WHAT TO PRODUCE
Extract each line of the listing below that contains the word "mouth".

LISTED ENTRIES
····················

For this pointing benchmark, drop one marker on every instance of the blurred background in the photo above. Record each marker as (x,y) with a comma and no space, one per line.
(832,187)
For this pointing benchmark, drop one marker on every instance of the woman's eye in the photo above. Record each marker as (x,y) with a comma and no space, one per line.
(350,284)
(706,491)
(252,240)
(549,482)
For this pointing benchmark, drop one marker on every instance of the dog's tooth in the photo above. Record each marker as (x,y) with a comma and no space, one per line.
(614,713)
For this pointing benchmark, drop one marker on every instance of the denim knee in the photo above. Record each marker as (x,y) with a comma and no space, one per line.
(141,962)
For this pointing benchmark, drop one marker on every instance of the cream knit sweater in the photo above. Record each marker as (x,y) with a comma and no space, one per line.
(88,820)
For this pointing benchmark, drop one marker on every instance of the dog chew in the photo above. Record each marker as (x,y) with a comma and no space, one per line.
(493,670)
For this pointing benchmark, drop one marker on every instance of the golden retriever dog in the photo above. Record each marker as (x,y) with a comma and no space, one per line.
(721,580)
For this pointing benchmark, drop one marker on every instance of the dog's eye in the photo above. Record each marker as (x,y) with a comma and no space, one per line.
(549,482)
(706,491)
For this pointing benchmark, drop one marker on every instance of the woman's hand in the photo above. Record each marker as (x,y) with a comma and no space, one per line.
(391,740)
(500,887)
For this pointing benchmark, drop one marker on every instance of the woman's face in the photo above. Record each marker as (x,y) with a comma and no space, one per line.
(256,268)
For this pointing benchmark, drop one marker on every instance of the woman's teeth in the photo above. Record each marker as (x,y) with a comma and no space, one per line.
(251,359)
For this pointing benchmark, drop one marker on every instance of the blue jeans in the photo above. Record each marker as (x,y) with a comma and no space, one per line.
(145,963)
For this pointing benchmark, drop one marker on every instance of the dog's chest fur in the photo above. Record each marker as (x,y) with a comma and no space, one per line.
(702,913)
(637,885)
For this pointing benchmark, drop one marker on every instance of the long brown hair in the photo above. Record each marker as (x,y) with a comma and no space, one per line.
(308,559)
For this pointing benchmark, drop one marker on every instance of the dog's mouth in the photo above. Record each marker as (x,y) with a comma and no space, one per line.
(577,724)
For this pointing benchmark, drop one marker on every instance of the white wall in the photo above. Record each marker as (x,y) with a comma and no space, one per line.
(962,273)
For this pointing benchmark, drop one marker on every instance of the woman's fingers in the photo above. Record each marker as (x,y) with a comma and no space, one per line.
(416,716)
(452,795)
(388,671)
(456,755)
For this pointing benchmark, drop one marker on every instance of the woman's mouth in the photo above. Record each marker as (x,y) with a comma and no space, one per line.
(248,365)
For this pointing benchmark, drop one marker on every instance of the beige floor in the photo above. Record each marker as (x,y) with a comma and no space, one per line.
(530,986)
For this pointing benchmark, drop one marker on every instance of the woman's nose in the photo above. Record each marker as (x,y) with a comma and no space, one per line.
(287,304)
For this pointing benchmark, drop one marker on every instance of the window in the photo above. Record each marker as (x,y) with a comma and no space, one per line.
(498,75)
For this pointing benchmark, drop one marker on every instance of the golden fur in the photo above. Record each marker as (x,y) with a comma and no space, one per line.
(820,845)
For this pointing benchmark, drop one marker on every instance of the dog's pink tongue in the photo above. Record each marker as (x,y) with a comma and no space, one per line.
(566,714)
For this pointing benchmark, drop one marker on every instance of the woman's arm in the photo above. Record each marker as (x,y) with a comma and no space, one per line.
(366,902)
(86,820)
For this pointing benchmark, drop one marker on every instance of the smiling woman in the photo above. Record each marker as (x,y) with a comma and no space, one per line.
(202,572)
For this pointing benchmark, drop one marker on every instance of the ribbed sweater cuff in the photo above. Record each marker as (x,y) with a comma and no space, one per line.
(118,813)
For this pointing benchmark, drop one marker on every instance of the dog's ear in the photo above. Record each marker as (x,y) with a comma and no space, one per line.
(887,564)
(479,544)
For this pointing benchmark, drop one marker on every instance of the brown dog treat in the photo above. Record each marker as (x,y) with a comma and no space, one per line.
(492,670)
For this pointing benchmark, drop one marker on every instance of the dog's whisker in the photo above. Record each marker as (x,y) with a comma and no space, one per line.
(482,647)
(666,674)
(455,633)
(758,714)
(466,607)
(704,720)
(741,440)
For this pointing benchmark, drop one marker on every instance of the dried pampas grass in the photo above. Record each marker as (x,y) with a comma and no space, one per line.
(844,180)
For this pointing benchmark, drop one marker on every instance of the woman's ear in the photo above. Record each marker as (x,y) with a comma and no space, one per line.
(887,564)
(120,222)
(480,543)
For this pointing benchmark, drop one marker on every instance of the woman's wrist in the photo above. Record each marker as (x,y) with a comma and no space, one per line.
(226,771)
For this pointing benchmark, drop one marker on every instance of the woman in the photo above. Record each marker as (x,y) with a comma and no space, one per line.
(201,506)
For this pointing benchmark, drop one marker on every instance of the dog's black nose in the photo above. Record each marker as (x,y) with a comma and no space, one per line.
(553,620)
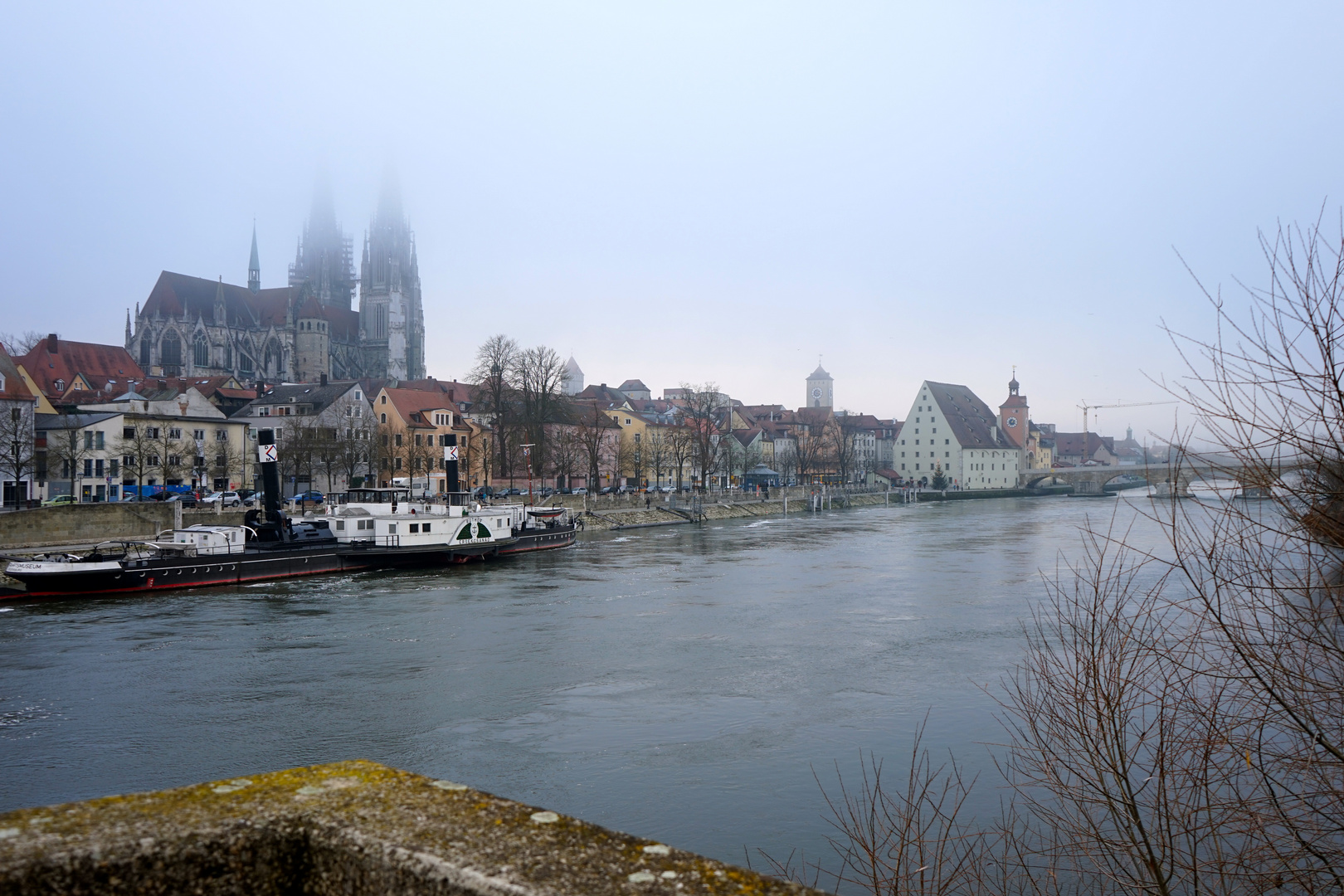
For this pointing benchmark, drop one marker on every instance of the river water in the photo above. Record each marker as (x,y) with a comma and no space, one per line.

····················

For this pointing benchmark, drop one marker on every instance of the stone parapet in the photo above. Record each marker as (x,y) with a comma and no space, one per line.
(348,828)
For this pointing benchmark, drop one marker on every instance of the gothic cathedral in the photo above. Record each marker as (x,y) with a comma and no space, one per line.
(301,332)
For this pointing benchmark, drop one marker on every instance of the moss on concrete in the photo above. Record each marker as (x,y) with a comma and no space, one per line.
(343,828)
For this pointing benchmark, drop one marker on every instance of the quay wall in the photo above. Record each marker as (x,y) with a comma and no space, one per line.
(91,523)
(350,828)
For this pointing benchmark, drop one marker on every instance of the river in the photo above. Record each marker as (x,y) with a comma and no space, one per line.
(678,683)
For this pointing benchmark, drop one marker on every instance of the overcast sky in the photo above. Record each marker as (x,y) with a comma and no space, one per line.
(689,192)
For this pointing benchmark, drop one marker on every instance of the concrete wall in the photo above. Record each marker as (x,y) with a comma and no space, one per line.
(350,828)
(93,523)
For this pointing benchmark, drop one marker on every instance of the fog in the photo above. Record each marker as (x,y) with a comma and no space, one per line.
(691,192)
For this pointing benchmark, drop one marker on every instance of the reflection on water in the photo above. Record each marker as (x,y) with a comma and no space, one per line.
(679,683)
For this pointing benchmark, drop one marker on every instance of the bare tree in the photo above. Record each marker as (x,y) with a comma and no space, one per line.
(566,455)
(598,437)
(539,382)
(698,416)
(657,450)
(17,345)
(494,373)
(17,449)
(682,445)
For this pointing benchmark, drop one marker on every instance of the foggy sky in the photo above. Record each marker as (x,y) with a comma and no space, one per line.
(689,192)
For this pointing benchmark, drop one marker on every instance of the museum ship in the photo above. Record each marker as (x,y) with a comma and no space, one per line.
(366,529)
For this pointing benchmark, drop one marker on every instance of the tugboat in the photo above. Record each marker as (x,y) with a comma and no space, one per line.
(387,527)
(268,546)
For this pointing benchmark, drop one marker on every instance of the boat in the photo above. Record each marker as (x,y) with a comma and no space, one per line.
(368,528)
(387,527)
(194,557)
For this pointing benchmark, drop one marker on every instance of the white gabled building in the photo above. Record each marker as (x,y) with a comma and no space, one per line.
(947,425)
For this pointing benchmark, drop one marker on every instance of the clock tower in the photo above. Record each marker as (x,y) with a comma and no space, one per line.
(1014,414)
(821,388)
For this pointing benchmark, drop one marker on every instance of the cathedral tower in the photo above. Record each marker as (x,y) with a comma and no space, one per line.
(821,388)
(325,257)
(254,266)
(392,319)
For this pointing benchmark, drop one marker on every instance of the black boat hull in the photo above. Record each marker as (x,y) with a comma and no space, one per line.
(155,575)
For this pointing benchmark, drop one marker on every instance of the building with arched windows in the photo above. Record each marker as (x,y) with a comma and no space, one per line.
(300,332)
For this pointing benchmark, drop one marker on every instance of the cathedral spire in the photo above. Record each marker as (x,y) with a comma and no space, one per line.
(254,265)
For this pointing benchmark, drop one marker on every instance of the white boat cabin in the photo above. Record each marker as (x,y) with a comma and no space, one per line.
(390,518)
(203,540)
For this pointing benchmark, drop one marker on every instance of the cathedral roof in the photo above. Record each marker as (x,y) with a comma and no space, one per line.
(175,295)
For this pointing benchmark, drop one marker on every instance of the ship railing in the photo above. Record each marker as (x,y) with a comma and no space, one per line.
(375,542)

····················

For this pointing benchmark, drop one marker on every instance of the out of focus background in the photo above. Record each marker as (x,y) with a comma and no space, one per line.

····················

SOLUTION TO THE EXERCISE
For this pointing benchmark, drop one marker on every instance of the dog's mouth in the photo above. Record each marker as (x,y) with a comma and no space, one per line.
For this pointing benchmark, drop one marker on every instance of the woman's mouth in the photo above. Record each marker as (x,y) with a comma and no space, one per line.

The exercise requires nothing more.